● **TASK PROMPT**
Output the records below without changes, starting at the line containing "Spot the small potted" and ending at the line containing "x=408, y=258", both lines included, and nothing else.

[Pointing and labeling records]
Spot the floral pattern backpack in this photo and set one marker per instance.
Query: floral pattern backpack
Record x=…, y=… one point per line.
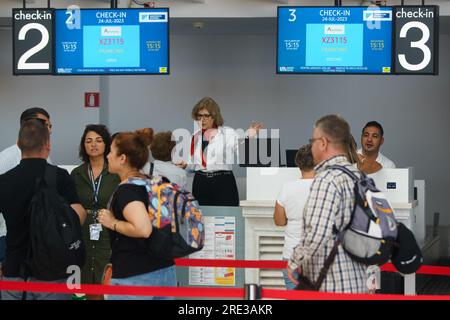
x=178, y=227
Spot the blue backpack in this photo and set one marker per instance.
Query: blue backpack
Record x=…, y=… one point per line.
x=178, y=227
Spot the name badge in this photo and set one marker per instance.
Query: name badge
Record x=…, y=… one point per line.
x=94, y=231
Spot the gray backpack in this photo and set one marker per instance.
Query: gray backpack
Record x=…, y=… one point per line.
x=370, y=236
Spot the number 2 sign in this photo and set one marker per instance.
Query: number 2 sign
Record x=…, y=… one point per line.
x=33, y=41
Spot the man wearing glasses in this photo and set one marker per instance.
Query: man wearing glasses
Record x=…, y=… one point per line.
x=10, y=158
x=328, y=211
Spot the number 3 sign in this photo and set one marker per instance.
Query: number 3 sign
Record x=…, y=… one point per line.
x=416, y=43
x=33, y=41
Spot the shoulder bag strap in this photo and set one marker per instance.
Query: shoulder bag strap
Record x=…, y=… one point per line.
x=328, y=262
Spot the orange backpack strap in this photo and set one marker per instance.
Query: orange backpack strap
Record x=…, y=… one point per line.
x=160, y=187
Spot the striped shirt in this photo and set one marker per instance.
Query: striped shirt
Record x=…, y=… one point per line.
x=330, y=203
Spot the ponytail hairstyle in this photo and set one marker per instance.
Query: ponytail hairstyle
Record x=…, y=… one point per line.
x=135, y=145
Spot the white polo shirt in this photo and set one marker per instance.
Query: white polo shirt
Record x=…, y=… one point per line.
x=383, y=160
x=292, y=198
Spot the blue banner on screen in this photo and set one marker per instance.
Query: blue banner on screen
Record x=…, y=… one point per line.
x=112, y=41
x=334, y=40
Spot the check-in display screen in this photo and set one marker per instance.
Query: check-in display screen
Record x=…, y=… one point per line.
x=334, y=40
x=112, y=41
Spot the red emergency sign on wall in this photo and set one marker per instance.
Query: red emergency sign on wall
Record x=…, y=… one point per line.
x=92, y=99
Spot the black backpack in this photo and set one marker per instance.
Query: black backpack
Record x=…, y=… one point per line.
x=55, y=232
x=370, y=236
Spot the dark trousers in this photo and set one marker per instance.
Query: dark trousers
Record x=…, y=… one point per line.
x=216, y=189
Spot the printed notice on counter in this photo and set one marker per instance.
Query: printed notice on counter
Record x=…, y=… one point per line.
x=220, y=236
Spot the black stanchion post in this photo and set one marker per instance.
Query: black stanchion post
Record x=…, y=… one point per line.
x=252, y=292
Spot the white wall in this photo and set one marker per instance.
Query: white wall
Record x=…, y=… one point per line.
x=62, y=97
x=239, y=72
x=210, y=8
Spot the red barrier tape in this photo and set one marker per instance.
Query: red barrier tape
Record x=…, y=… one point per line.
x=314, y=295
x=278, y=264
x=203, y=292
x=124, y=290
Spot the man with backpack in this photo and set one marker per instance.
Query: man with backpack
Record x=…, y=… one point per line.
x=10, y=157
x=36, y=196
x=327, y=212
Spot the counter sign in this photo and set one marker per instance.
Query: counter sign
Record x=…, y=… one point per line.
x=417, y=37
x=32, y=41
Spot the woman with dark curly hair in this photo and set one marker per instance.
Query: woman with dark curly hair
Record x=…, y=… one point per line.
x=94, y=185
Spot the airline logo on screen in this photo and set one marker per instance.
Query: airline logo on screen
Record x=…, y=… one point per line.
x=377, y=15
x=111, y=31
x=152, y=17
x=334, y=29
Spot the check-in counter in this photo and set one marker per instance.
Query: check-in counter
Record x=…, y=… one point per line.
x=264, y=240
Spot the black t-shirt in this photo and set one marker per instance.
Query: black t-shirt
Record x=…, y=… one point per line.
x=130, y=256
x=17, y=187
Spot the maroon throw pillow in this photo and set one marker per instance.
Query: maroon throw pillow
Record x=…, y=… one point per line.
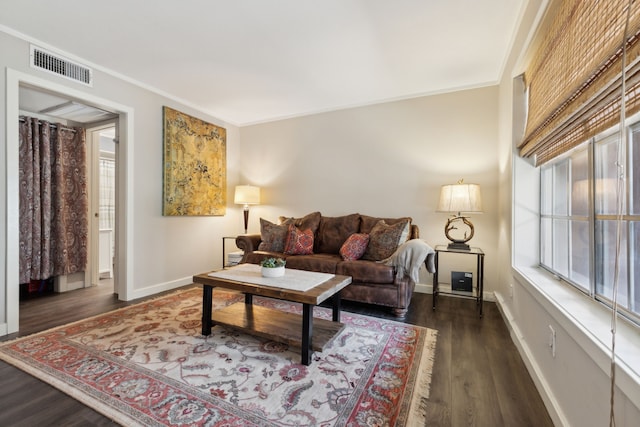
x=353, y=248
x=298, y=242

---

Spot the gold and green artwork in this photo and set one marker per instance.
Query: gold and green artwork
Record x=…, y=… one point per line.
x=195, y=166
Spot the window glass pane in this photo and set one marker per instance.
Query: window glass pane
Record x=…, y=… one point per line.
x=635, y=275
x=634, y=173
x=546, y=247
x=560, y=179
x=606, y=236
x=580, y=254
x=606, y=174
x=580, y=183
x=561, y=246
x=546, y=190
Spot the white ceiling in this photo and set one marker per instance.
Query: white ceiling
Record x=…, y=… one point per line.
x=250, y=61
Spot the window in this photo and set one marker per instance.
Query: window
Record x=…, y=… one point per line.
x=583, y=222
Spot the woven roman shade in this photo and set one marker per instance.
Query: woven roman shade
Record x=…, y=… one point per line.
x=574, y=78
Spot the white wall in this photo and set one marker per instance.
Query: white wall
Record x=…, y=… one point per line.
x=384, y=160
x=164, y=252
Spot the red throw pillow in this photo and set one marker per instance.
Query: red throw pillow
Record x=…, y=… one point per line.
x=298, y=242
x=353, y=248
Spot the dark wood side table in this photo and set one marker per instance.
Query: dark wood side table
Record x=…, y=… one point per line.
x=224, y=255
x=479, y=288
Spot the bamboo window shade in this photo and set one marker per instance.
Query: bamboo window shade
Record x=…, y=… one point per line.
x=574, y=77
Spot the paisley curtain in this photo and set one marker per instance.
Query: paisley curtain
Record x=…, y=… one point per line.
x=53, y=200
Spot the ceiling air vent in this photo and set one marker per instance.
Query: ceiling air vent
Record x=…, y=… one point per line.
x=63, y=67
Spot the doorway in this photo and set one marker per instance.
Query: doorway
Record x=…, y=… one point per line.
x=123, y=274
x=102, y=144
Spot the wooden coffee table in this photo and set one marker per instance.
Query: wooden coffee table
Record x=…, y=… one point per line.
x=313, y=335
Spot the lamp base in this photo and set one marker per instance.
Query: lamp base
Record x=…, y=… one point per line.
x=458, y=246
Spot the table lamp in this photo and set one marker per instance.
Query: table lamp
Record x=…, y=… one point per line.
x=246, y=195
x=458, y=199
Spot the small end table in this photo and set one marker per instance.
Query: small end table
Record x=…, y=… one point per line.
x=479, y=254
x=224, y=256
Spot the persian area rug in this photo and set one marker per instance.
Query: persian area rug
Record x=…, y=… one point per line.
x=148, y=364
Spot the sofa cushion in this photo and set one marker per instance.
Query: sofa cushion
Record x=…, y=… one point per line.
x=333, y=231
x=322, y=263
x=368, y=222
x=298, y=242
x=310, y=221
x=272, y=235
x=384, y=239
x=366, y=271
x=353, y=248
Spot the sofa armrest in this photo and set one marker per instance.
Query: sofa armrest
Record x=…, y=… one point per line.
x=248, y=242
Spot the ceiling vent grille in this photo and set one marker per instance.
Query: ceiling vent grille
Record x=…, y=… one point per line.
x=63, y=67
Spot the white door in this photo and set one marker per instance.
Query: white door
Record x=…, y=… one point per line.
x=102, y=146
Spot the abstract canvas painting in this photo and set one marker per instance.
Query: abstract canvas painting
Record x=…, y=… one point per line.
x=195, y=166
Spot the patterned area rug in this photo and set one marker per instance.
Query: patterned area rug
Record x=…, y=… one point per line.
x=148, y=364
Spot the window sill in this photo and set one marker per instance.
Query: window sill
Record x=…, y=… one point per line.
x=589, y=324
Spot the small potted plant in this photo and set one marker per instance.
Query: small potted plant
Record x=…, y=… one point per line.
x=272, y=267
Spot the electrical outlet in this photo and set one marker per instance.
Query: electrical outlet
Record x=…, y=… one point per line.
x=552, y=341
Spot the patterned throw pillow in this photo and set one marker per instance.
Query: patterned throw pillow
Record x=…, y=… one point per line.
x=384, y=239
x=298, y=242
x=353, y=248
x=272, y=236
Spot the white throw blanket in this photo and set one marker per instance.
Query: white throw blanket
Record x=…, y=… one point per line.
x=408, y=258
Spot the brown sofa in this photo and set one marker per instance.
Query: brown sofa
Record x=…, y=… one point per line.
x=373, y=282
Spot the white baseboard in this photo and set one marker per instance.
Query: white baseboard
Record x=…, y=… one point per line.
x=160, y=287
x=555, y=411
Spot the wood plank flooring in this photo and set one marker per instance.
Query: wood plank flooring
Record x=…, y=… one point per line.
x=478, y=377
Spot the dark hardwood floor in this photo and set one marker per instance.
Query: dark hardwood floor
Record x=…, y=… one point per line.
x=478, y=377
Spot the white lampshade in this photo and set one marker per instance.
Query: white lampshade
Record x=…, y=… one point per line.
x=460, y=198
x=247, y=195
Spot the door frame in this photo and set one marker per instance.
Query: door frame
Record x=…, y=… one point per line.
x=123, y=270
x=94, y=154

● **ANSWER IN FULL**
Spot the small potted plant in this photo and set one marker per instance.
Query: small potted plant
Record x=…, y=… one point per line.
x=272, y=267
Spot the electrical outlet in this photo and set one marker per instance.
Query: electrical outlet
Record x=…, y=… one point per line.
x=552, y=341
Spot the patterned throw pillow in this photo and set one marker per instance.
Query: patterned throw pillow
Record x=…, y=… one point per line.
x=384, y=239
x=298, y=242
x=353, y=248
x=272, y=236
Spot the white throw blanket in this photo and set one marker per instance.
Query: white throw blanket
Record x=…, y=… one point per line.
x=408, y=258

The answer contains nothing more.